TEXT SHOWN:
*** Block opens ***

Evaluating Speech After Traumatic Brain Injuries
A traumatic brain injury (TBI) typically results in a wide range of physical and cognitive effects. Recovery is gradual and many children only partially recover from their injuries. Before developing his treatment plan, your child’s speech-language pathologist (SLP) will conduct a thorough evaluation of the changes in his speech and language skills. She will also determine the impact of those changes on his day-to-day routine. The SLP will use a formal and an informal assessment to evaluate your child.
A formal assessment refers to the use of standardized tests. The SLP will administer these tests in order to determine your child’s strengths and weaknesses. They will help the SLP compare your child’s abilities before the injury to his abilities after the injury. The results of these tests will be based on percentile ranks, standard scores, and age equivalent scores.
These standardized tests will assess your child’s conversational skills, or pragmatic language skills, his word finding abilities, his speech, and his language. Your child’s speech refers to his articulation, rate of speech, tone of voice, and fluency. His language skills refers to his listening, reading, speaking, and writing abilities.

*** Block closes ***

TASKS TO COMPLETE:
[A] Please retype the text on speech after brain injury, starting at "A formal assessment" and ending at "age equivalent scores.".
[B] Answer these from the text on speech after brain injury:
(i) What two kinds of assessment will the SLP use to evaluate the child?
(ii) What are the results of the standardized tests based on?
(iii) What four things does the child's speech refer to?

LISTED RECORDS:
*** Block opens ***

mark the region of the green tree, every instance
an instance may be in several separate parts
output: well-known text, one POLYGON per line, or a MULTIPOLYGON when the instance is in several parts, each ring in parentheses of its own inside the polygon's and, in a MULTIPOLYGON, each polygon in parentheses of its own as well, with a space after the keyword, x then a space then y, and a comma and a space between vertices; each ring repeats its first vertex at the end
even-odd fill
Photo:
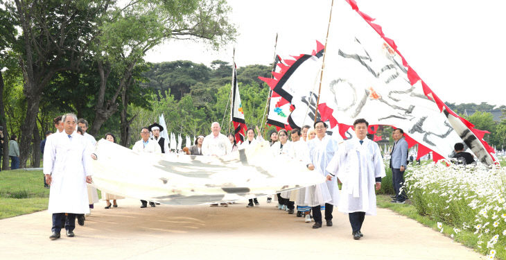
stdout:
MULTIPOLYGON (((146 53, 155 46, 169 39, 194 39, 217 49, 234 40, 236 31, 227 18, 229 11, 223 0, 132 0, 123 7, 115 7, 111 14, 104 17, 99 22, 101 33, 94 45, 95 53, 100 53, 96 60, 101 87, 90 133, 97 132, 102 123, 117 111, 116 99, 132 83, 130 78, 134 67, 143 62, 146 53), (107 80, 113 70, 121 75, 117 84, 107 80), (109 85, 114 90, 106 98, 105 89, 109 85)), ((126 110, 128 103, 123 102, 123 105, 126 110)), ((126 120, 121 118, 123 123, 126 120)), ((122 123, 122 128, 127 125, 122 123)))
POLYGON ((466 119, 472 123, 476 128, 490 132, 491 134, 485 134, 484 139, 491 144, 494 144, 493 142, 489 141, 490 137, 494 137, 496 132, 496 125, 494 121, 494 116, 492 114, 476 111, 474 114, 467 116, 466 119))
MULTIPOLYGON (((42 92, 58 71, 76 69, 94 36, 95 18, 107 10, 108 1, 8 1, 7 11, 19 25, 21 37, 12 43, 20 53, 25 120, 19 141, 20 166, 25 167, 36 126, 42 92)), ((35 140, 37 141, 37 140, 35 140)), ((34 144, 35 147, 38 144, 34 144)))

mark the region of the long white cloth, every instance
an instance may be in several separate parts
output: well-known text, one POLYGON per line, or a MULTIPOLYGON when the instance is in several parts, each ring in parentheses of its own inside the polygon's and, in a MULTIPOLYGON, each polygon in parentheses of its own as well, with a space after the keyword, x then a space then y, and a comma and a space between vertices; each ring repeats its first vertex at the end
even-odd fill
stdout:
MULTIPOLYGON (((317 137, 308 142, 309 160, 318 173, 326 176, 326 167, 338 150, 338 141, 325 135, 320 140, 317 137)), ((309 207, 323 205, 325 203, 337 205, 339 202, 339 187, 335 180, 308 187, 306 189, 304 204, 309 207)))
POLYGON ((326 170, 342 182, 340 211, 376 215, 375 179, 386 176, 385 165, 376 143, 367 138, 363 144, 359 141, 353 139, 340 145, 326 170))
POLYGON ((89 213, 86 176, 92 175, 89 140, 74 132, 52 135, 44 153, 44 173, 51 175, 49 213, 89 213))
POLYGON ((232 153, 232 145, 230 140, 225 135, 218 134, 214 137, 213 133, 204 137, 202 144, 202 153, 203 155, 223 156, 232 153))

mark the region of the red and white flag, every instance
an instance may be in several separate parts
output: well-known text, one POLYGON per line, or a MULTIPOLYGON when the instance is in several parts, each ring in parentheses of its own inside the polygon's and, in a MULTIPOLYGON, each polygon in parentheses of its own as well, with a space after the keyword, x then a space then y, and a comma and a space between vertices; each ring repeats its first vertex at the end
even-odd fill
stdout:
POLYGON ((239 86, 237 84, 237 68, 236 63, 233 64, 232 73, 232 103, 230 116, 232 124, 234 125, 234 135, 236 137, 237 144, 244 141, 244 136, 247 127, 246 127, 246 121, 244 120, 244 110, 243 110, 243 104, 241 103, 241 96, 239 95, 239 86))

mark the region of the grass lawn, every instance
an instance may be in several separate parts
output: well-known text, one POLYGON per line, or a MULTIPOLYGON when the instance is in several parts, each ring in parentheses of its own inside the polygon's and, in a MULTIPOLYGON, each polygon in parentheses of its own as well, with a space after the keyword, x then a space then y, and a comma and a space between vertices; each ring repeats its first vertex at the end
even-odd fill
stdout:
MULTIPOLYGON (((411 205, 409 200, 407 200, 405 204, 391 203, 390 201, 392 200, 392 198, 390 198, 390 195, 378 195, 376 196, 376 200, 378 207, 390 209, 401 215, 404 215, 410 218, 414 219, 434 230, 437 232, 440 231, 440 229, 437 228, 437 222, 432 220, 428 216, 419 215, 417 212, 417 209, 411 205)), ((453 233, 453 227, 451 227, 445 224, 443 226, 442 234, 447 236, 450 236, 451 234, 453 233)), ((453 239, 469 248, 473 249, 476 252, 479 252, 478 250, 478 248, 476 248, 476 243, 478 241, 478 238, 477 237, 477 235, 473 234, 473 232, 462 230, 459 233, 459 235, 454 237, 453 239)), ((505 256, 498 253, 496 256, 496 259, 506 259, 505 257, 505 256)))
POLYGON ((47 209, 49 189, 42 171, 0 172, 0 219, 47 209))

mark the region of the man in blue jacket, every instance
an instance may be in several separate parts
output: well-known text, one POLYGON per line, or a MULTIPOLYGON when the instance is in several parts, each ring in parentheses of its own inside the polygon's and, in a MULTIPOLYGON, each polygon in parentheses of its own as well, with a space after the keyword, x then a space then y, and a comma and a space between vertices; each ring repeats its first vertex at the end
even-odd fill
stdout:
POLYGON ((401 187, 404 183, 404 171, 408 165, 408 142, 404 139, 404 131, 401 128, 394 130, 394 148, 390 157, 390 168, 394 180, 395 198, 392 202, 405 203, 405 193, 400 193, 401 187))

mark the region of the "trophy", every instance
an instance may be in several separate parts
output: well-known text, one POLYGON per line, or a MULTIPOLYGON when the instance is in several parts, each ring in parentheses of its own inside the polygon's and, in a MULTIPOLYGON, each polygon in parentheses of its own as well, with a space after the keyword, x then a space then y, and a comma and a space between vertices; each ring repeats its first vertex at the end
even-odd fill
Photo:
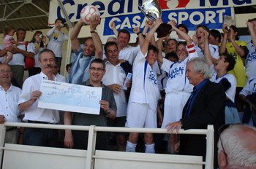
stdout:
POLYGON ((230 27, 234 24, 234 20, 231 16, 224 15, 224 23, 227 25, 225 28, 227 31, 230 31, 230 27))
MULTIPOLYGON (((157 0, 148 0, 139 6, 140 10, 148 19, 155 21, 161 17, 162 9, 157 0)), ((167 23, 162 23, 157 30, 157 37, 164 37, 171 32, 172 26, 167 23)))

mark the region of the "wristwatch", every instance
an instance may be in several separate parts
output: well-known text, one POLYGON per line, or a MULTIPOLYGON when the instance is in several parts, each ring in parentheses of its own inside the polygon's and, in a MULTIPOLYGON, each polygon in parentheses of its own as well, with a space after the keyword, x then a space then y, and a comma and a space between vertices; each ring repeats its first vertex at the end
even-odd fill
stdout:
POLYGON ((91 33, 96 33, 96 34, 98 33, 96 29, 94 31, 91 31, 90 32, 91 33))
POLYGON ((139 36, 140 34, 141 34, 141 31, 139 31, 138 33, 137 33, 137 35, 139 36))
POLYGON ((107 111, 107 114, 109 114, 111 113, 111 109, 109 107, 108 111, 107 111))

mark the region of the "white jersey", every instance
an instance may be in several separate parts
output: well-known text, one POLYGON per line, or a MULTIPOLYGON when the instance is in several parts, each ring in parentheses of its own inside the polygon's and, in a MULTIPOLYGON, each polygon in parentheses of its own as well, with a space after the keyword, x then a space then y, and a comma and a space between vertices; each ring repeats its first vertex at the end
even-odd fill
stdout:
POLYGON ((176 93, 184 91, 192 93, 193 85, 185 76, 186 68, 189 60, 195 57, 198 57, 195 50, 195 44, 187 46, 189 55, 183 61, 172 62, 163 58, 163 63, 161 68, 168 73, 168 79, 166 84, 165 93, 176 93))
MULTIPOLYGON (((109 61, 106 62, 106 73, 102 79, 105 85, 108 86, 113 84, 118 84, 123 86, 124 83, 124 78, 125 77, 125 71, 121 67, 120 63, 114 66, 109 61)), ((113 94, 117 107, 116 117, 127 116, 127 102, 126 101, 124 90, 122 90, 119 93, 113 92, 113 94)))
MULTIPOLYGON (((214 59, 219 59, 219 47, 214 44, 209 44, 209 49, 211 52, 211 56, 214 59)), ((197 55, 200 58, 205 58, 205 55, 201 50, 201 48, 198 47, 198 45, 195 46, 195 50, 197 52, 197 55)))
MULTIPOLYGON (((153 111, 157 110, 160 98, 155 72, 140 50, 133 63, 132 85, 129 103, 147 103, 153 111)), ((129 105, 128 105, 129 106, 129 105)))
POLYGON ((48 37, 49 42, 47 49, 53 50, 56 57, 62 58, 62 44, 67 41, 68 36, 61 31, 54 30, 53 34, 48 37))
POLYGON ((251 41, 247 44, 249 53, 245 60, 246 74, 247 79, 256 77, 256 48, 251 41))
POLYGON ((235 95, 236 90, 236 79, 234 75, 230 74, 226 74, 221 77, 217 76, 217 73, 214 69, 214 65, 210 68, 210 71, 213 73, 212 77, 210 80, 215 83, 219 83, 222 79, 227 79, 230 83, 231 87, 225 91, 226 96, 233 103, 235 103, 235 95))

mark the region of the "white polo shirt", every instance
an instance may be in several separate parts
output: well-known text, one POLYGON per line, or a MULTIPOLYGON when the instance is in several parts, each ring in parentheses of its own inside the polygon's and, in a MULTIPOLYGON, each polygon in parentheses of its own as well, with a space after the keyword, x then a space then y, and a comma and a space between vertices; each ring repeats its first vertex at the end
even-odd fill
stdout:
MULTIPOLYGON (((48 78, 42 71, 40 74, 26 79, 23 85, 23 90, 18 104, 29 101, 31 97, 32 92, 40 90, 41 83, 43 79, 48 80, 48 78)), ((55 76, 54 81, 56 81, 55 76)), ((59 122, 59 116, 58 110, 38 108, 37 106, 38 100, 37 100, 28 110, 25 111, 24 121, 31 120, 50 123, 59 122)))
MULTIPOLYGON (((106 86, 111 85, 114 83, 124 85, 126 77, 125 71, 121 67, 120 63, 118 65, 112 65, 109 61, 106 62, 106 73, 105 74, 102 81, 106 86)), ((126 101, 124 90, 121 93, 114 93, 117 112, 116 117, 125 117, 127 111, 127 102, 126 101)))
POLYGON ((8 122, 20 122, 18 102, 19 101, 21 90, 17 87, 11 86, 7 91, 0 86, 0 115, 4 115, 8 122))

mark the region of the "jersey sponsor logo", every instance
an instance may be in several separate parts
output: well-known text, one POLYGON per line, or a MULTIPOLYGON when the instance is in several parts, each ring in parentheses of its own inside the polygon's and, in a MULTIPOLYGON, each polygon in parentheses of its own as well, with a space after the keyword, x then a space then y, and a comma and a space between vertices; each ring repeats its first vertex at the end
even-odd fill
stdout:
POLYGON ((245 63, 247 64, 249 62, 254 61, 256 60, 256 51, 249 53, 247 58, 245 60, 245 63))
POLYGON ((152 82, 152 84, 158 87, 157 78, 156 77, 154 71, 151 69, 149 71, 148 79, 152 82))
POLYGON ((233 57, 234 57, 234 58, 235 58, 236 60, 237 60, 237 56, 238 56, 237 52, 230 52, 229 54, 230 54, 230 55, 232 55, 233 57))
POLYGON ((170 71, 169 78, 174 79, 176 77, 176 76, 183 75, 184 72, 185 72, 185 68, 184 66, 174 68, 171 71, 170 71))
POLYGON ((59 34, 54 33, 54 37, 53 37, 54 40, 57 40, 58 37, 59 37, 59 34))

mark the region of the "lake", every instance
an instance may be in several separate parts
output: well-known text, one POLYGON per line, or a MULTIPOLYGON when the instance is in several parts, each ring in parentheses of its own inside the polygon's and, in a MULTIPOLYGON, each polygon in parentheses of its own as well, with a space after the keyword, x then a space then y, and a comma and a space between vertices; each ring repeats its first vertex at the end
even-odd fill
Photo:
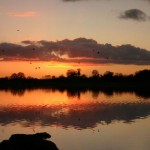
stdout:
POLYGON ((0 90, 0 141, 48 132, 60 150, 149 150, 150 97, 140 92, 0 90))

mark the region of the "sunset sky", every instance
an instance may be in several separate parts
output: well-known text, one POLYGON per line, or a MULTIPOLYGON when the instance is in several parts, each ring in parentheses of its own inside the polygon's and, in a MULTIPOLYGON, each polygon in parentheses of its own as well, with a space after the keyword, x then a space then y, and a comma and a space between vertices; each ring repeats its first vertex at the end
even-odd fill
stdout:
POLYGON ((0 77, 150 69, 150 0, 0 0, 0 77))

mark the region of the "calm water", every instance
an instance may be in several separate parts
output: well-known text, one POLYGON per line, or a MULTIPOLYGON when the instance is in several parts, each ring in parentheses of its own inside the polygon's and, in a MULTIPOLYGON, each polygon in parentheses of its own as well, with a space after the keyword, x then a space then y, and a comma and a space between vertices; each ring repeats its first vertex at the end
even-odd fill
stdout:
POLYGON ((60 150, 149 150, 150 97, 134 92, 0 91, 0 141, 36 132, 50 133, 60 150))

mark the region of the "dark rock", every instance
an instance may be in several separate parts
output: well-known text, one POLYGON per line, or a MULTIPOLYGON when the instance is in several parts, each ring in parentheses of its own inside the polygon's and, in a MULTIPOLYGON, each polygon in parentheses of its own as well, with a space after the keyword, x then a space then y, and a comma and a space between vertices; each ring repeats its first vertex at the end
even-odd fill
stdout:
POLYGON ((13 134, 0 143, 0 150, 58 150, 55 143, 46 140, 51 136, 44 133, 13 134))

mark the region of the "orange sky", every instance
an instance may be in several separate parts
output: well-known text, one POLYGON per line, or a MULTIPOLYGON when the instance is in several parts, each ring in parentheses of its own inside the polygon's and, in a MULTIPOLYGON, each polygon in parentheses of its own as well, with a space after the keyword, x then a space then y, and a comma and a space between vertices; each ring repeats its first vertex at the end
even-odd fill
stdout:
POLYGON ((131 74, 138 70, 150 69, 150 65, 115 65, 115 64, 84 64, 60 62, 30 62, 30 61, 1 61, 0 77, 10 76, 12 73, 23 72, 26 76, 42 78, 45 75, 66 75, 68 69, 81 69, 82 74, 91 75, 96 69, 100 74, 106 71, 131 74), (40 68, 39 68, 40 67, 40 68))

*** Block closes ***

RESPONSES:
[A]
A formal assessment refers to the use of standardized tests. The SLP will administer these tests in order to determine your child’s strengths and weaknesses. They will help the SLP compare your child’s abilities before the injury to his abilities after the injury. The results of these tests will be based on percentile ranks, standard scores, and age equivalent scores.

[B]
(i) A formal assessment and an informal assessment.
(ii) Percentile ranks, standard scores, and age equivalent scores.
(iii) Articulation, rate of speech, tone of voice, and fluency.